[RECORDS SHOWN Boundary: Start]
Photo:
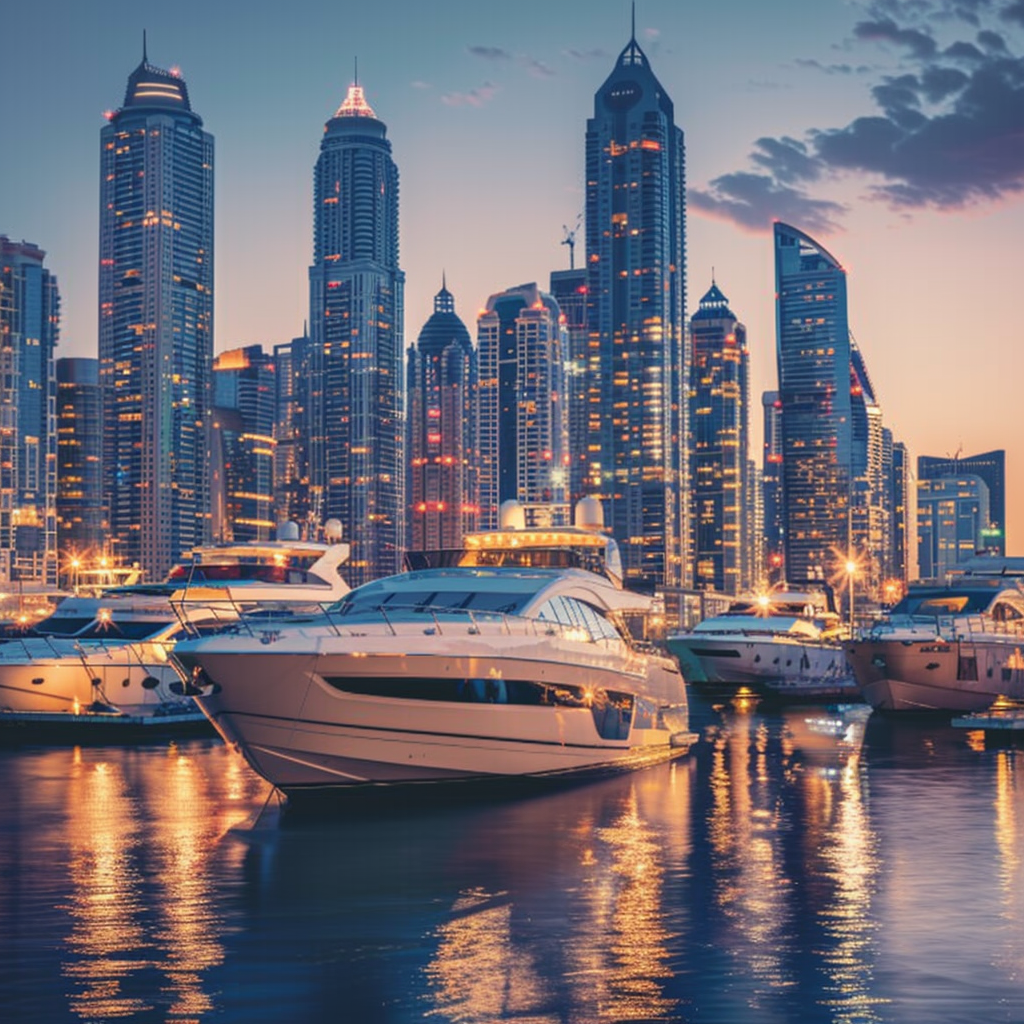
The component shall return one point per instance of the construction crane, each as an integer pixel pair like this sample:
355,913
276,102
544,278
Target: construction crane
569,240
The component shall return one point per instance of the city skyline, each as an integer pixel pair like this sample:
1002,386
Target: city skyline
455,79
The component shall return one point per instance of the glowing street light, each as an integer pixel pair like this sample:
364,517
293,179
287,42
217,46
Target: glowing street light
851,570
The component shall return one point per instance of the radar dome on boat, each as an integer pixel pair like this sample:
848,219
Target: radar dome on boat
511,515
589,514
288,530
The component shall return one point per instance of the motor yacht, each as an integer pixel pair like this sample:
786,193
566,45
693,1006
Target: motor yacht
955,646
103,657
786,643
508,658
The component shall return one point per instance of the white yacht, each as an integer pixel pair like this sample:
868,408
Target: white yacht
786,643
103,657
955,646
507,658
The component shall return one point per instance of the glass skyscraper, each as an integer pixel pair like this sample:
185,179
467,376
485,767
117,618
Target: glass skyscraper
156,321
30,316
243,444
813,353
522,415
81,530
636,286
357,465
442,379
719,410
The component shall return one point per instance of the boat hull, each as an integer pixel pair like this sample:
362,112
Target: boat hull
352,719
937,675
773,668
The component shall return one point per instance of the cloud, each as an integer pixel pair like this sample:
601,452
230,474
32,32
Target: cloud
755,201
598,53
474,97
489,52
946,130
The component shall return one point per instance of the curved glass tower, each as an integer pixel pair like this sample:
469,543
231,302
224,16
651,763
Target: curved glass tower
636,289
813,351
356,308
156,321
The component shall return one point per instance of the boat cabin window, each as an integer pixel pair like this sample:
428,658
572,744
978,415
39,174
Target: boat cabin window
943,603
578,614
374,599
113,630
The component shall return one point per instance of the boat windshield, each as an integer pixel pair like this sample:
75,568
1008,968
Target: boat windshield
943,602
424,593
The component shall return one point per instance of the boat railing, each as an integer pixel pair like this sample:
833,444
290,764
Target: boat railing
416,620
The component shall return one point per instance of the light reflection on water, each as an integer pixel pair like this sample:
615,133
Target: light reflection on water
799,865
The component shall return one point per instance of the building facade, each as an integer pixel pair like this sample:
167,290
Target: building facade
30,318
988,466
569,290
813,357
521,409
294,383
771,486
243,445
156,321
719,416
636,290
357,465
441,381
81,529
952,515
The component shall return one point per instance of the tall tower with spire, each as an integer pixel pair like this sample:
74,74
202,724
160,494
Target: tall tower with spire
719,411
156,320
636,292
442,379
357,465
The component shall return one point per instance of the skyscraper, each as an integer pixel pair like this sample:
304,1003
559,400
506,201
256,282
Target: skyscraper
636,223
568,288
243,444
357,464
523,429
813,352
30,316
719,412
294,382
771,483
988,466
442,379
81,529
156,320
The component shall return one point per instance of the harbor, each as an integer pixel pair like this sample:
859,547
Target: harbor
[RECORDS SHOWN Boundary: End]
▸ **ABOUT THIS TASK**: Give the records back verbatim, pictures excluded.

▸ **EXERCISE OUTPUT**:
Photo:
The component shall return one point per instance of the construction crane, each as an integer pixel pair like this sample:
355,913
276,102
544,278
Target: construction crane
569,240
The component shall return one point per instance of the city skyline, each as an integer pixel pair like this sample:
1002,386
Target: city skyline
455,79
The component shall return one point per instance of the glowing street light, each as an integer pixel pair like this sample:
364,517
293,179
287,42
217,46
Target: glowing street light
851,570
The component shall return one point per instance of the radar dome on boat, each as an integer pixel pair like this sample:
848,219
Target: radar dome on boat
511,515
589,514
288,530
The component shall return one point per instance of the motor yacht, each as an integer pixel pair like this sample:
786,193
566,45
693,1006
Target: motor yacht
955,646
103,657
786,643
508,658
The component shall return one point per instance of the white yacht, each as an integer pixel pair like this sample:
868,408
Target: white yacht
786,643
103,657
955,646
507,658
The component shall return one point per instance of the glass skyscraper, each as an integer pixel pair like this sample:
185,179
467,376
485,767
117,618
Target: glass skyscraper
156,321
30,316
243,444
813,353
522,415
81,530
636,286
357,465
442,379
719,410
The component shall return one point per instance of the boat hull, each as an integer pixel pair like this sample:
362,112
Target: boat hull
352,719
937,675
773,668
The component shall return one point per instance of the cloud, each as an integer pixel pair like this sample:
601,452
230,474
32,32
Target: cloud
755,201
598,53
474,97
489,52
946,130
The component shall return one point per instance of the curved glass tower, each as an integer pixel pair like this sample:
469,543
231,302
224,16
651,763
Target: curved glass tower
636,289
813,351
356,308
156,321
The component shall return one point per instance of the boat cabin window, each as an integer pixel pair like this sample:
428,658
572,744
978,415
39,174
Target: boat cabin window
943,603
578,614
374,599
113,630
The component shall return one point per instance of the boat windshield, each as an integer pixel pair like this sample:
75,568
1008,968
Target: boat windshield
943,602
424,593
The component shall return one point per instance of the boat railing, each as an integer pixel pair like this sample:
833,444
290,764
Target: boat railing
416,620
The component shall return one point per instance of the light reflection on water, each as an integer pixel pair like this sample:
615,133
Target: light reflection on water
799,865
The component shall return one point per instance of the building facade, each as an integer pixel pair like this sample:
167,290
Target: building facade
30,318
988,466
569,290
813,357
521,409
294,383
771,486
243,445
156,321
719,416
636,290
357,465
441,381
81,529
952,515
The component shall return one point per instance of the tall tower with spire, each as an integer pixel pair like this sample:
74,74
202,724
160,494
Target: tall tower with spire
719,411
156,320
636,292
442,379
357,465
The component shall return one point per instance of the skyscraper, each as an integer pixel pair like this sample:
304,1003
559,400
506,201
256,282
Target: skyscraper
636,223
568,288
243,444
357,464
523,429
813,352
30,316
719,412
294,382
771,483
988,466
442,379
81,529
156,320
The component shall return one point per instance of the harbor, each as an integer pixel pair like this sample:
859,547
Target: harbor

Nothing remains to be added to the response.